抜粋した文章.
◇ ◇ ◇ ◇
2015/12/13

読書感想文・蔵出し⑯

  読書感想文の蔵出しには、必ず、言い訳が付いているものですが、今回もあります。 10月から始めた、部屋の整理が終盤に近づき、いよいよ、ラスボスとも言うべき、ワープロ時代につけていて、紙に印刷して残してある、「紙日記」の処分に手をつけたのですが、これが、「赤裸々な心情の吐露」とか、「小説の断片」など、大変、恥ずかしい内容を、膨大な量、含んでおりまして、とても、そのままでは残しておけない事が分かりました。

  さりとて、人生の記録も含まれていますから、そのまま、シュレッドしてしまうわけにも行きません。 で、全ページを写真に撮った上で、重要事項を調べ易いように、索引を作り、その後、紙の方をシュレッドして捨てる事にしました。 ところが、索引作りに、予想よりも手間取り、年内に終わるかどうか、微妙な情勢に・・・。 この件については、また、詳しく書きます。
◇ ◇ ◇ ◇
課題の目標. 紙日記の処分についての抜粋文から、「読書感想文の蔵出しには、必ず」に始まり「ておけない事が分かりました。」に至るまでの全体を、一字も変えずに引用してください。

記録データ.
◇ ◇ ◇ ◇
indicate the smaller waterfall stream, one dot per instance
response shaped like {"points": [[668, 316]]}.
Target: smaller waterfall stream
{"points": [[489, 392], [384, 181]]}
◇ ◇ ◇ ◇
最終結果.
読書感想文の蔵出しには、必ず、言い訳が付いているものですが、今回もあります。 10月から始めた、部屋の整理が終盤に近づき、いよいよ、ラスボスとも言うべき、ワープロ時代につけていて、紙に印刷して残してある、「紙日記」の処分に手をつけたのですが、これが、「赤裸々な心情の吐露」とか、「小説の断片」など、大変、恥ずかしい内容を、膨大な量、含んでおりまして、とても、そのままでは残しておけない事が分かりました。